[Given exercise] Rewrite the whole listing with "Indicate" swapped for "Mark" wherever it appears, changing nothing else. Leave the pictures out.

[Excerpted records]
────────────────

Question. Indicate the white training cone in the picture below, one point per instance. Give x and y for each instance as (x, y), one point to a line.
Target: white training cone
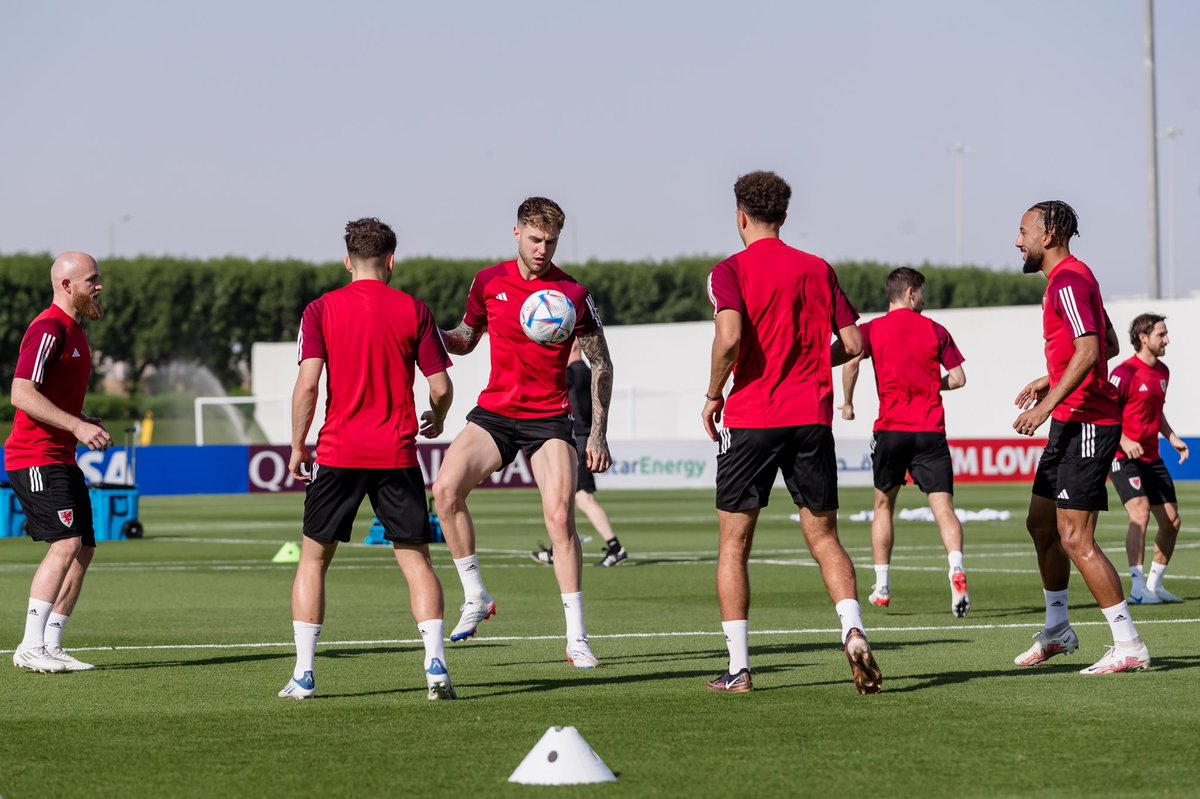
(562, 757)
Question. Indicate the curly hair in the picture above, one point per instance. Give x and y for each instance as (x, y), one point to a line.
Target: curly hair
(1141, 325)
(543, 214)
(903, 278)
(763, 197)
(1059, 218)
(370, 238)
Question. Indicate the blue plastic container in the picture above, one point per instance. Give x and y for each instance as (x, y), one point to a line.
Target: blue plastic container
(12, 517)
(114, 511)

────────────────

[Complete output]
Question. Mark the white training cone in the picture below, one point per instance. Give x and y for each instance as (x, y), one point to a line.
Target: white training cone
(562, 757)
Question. Mark the curly hair in the picture above, one point per instance. Give x and y for each instance as (x, y), one point to a line.
Target: curly hair
(1141, 325)
(543, 214)
(903, 278)
(763, 197)
(1059, 218)
(370, 238)
Question. Mark the blue plastic container in the picture above, one point per instance. Give x and y for each instance as (x, y), one point to a line.
Target: blue plastic container
(12, 517)
(114, 511)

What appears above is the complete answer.